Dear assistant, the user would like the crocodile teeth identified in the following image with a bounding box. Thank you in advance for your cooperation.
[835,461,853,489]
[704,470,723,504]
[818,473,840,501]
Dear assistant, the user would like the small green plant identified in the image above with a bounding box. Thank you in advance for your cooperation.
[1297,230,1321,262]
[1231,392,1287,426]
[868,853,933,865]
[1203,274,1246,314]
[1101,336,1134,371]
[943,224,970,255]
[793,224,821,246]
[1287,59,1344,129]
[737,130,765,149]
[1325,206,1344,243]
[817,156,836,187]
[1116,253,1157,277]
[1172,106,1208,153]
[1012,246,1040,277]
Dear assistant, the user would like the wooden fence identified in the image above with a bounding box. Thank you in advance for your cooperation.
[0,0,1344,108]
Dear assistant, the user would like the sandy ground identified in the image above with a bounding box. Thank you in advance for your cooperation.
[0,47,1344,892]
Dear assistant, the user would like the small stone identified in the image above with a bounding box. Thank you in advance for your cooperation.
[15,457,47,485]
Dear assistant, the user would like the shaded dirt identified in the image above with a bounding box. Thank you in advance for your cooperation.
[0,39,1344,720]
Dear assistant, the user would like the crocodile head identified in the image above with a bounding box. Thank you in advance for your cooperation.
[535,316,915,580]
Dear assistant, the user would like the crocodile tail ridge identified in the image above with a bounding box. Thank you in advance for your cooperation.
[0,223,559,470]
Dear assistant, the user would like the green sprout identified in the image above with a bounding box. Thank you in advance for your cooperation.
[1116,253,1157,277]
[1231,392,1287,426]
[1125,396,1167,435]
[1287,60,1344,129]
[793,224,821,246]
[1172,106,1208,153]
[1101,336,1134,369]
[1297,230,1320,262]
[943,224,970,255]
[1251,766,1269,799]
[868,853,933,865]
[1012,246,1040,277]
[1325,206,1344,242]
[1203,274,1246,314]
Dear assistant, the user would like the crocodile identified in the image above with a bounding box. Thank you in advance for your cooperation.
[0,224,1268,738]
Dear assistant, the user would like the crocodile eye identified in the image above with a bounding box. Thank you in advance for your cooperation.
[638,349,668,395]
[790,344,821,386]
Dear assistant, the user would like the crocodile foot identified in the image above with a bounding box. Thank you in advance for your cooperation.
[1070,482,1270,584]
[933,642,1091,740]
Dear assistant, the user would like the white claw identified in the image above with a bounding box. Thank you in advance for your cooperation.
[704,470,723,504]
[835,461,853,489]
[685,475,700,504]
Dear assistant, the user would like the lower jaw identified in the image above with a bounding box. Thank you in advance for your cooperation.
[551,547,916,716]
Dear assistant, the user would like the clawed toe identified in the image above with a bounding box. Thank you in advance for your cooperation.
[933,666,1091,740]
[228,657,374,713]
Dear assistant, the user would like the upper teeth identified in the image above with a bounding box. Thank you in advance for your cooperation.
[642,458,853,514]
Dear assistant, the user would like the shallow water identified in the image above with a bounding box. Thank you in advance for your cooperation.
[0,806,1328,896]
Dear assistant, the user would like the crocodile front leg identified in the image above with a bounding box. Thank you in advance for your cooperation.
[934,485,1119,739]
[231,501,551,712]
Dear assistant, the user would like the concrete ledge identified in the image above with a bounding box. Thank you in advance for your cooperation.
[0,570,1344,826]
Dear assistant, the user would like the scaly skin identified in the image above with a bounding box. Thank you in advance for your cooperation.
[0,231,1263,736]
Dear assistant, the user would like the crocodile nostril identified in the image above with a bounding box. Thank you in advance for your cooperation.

______________________________

• _STATED GOAL_:
Reproduce all of the material above word for word.

• _FINAL RESULT_:
Dear assistant, the user would like the crocodile teeth identified in the following image with a bounding box. Thank you in advance for your cooperation.
[835,461,853,489]
[704,470,723,504]
[818,473,840,501]
Dear assistant, the user would like the small green plant identified in the image above with a bounding box. Thank you in advance for your cooperation.
[1297,230,1321,262]
[1231,392,1287,426]
[868,853,933,865]
[1203,274,1246,314]
[1101,336,1134,371]
[943,224,970,255]
[793,224,821,246]
[1287,59,1344,129]
[737,130,765,149]
[1325,206,1344,243]
[817,156,836,187]
[1116,253,1157,277]
[1172,106,1208,153]
[1012,246,1040,277]
Dear assistant, the user would like the wooden fence identified in the image above with a bounding box. Thank you in advance for your cooperation.
[0,0,1344,108]
Dear assistant, the user would like the sandy ground identified in the image above with a bounding box. Thank you in advance for your cooperation.
[0,47,1344,892]
Dear assistant, the user would like the small stone identified in the image above with a bounding box. Thank you in advance for your cooperation.
[15,457,47,485]
Dear assistant, the user would like the shaded dirt identified in the image above with a bounding box. Thank you in advance for your cooperation.
[0,39,1344,720]
Dear assistant, the user would like the crocodile head identified in the image above with a bounding box. Thank you in advance for your cooperation.
[535,316,915,580]
Dear assistant, the user would like the crocodile tail ridge identified in the image above with a bounding box. Thank you in advance for your cooperation.
[0,223,559,470]
Dear assistant, the user would like the green sprout identified in the image above with a bounding box. Thank you in advance for your cooperation.
[1116,253,1157,277]
[1231,392,1287,426]
[1125,396,1167,435]
[1287,60,1344,129]
[793,224,821,246]
[1172,106,1208,153]
[1101,336,1134,369]
[1297,230,1320,262]
[943,224,970,255]
[1251,766,1269,799]
[868,853,933,865]
[1012,246,1040,277]
[1325,206,1344,242]
[1203,274,1246,314]
Dear assistant, the user would like the crocodile identified in the image above with a bounding box. Thank you in advance for your cooperation.
[0,224,1268,738]
Dear assistant, the user would like the crocodile eye identified in the image above with a bounding box. Thank you in advance for your cooperation.
[638,349,668,395]
[790,344,821,386]
Dear assistant, the user would like the crocodile foot identified in the image above with a bounding box. Thank you in advance for your cooperation.
[1070,482,1270,584]
[933,642,1091,740]
Dear assistant, the user would like the white claw identified in the image above with a bounding box. Thank you in advance for your cooperation.
[704,470,723,504]
[835,461,853,489]
[685,475,700,504]
Dear assistant, the user would like the lower jaw identified in the image above with a bounding box. Thank you in advance for your cooperation.
[551,547,916,716]
Dear assistant, the user would like the clawed toe identified in the image above with a bounding box. Thank you in advance for your cooperation.
[933,666,1091,740]
[228,657,374,713]
Dear assistant, the user would like the upper teeth identified in the image above with a bounding box. Thank you in advance for your cooperation.
[642,458,853,514]
Dear assistant, the user would like the shallow water identified in the image above with a bounding box. Thank you in advance for your cooperation.
[0,806,1328,896]
Dear assistant, the user would like the crocodile front leg identified in the image above with a bounding box. Thank you in advance for your cooperation.
[934,485,1119,739]
[231,501,551,712]
Dear assistant, the user would like the concrete ledge identified in the image above with a bounding box. Thank you in advance for your cooperation.
[0,570,1344,826]
Dear assistant, the user would like the scaly skin identified in the image above with a bounding box. Thank you in advance for your cooperation.
[0,231,1263,736]
Dear assistant, the user would like the crocodile nostril identified in the image above with a bounding box. Thank you in advance for your cooperation.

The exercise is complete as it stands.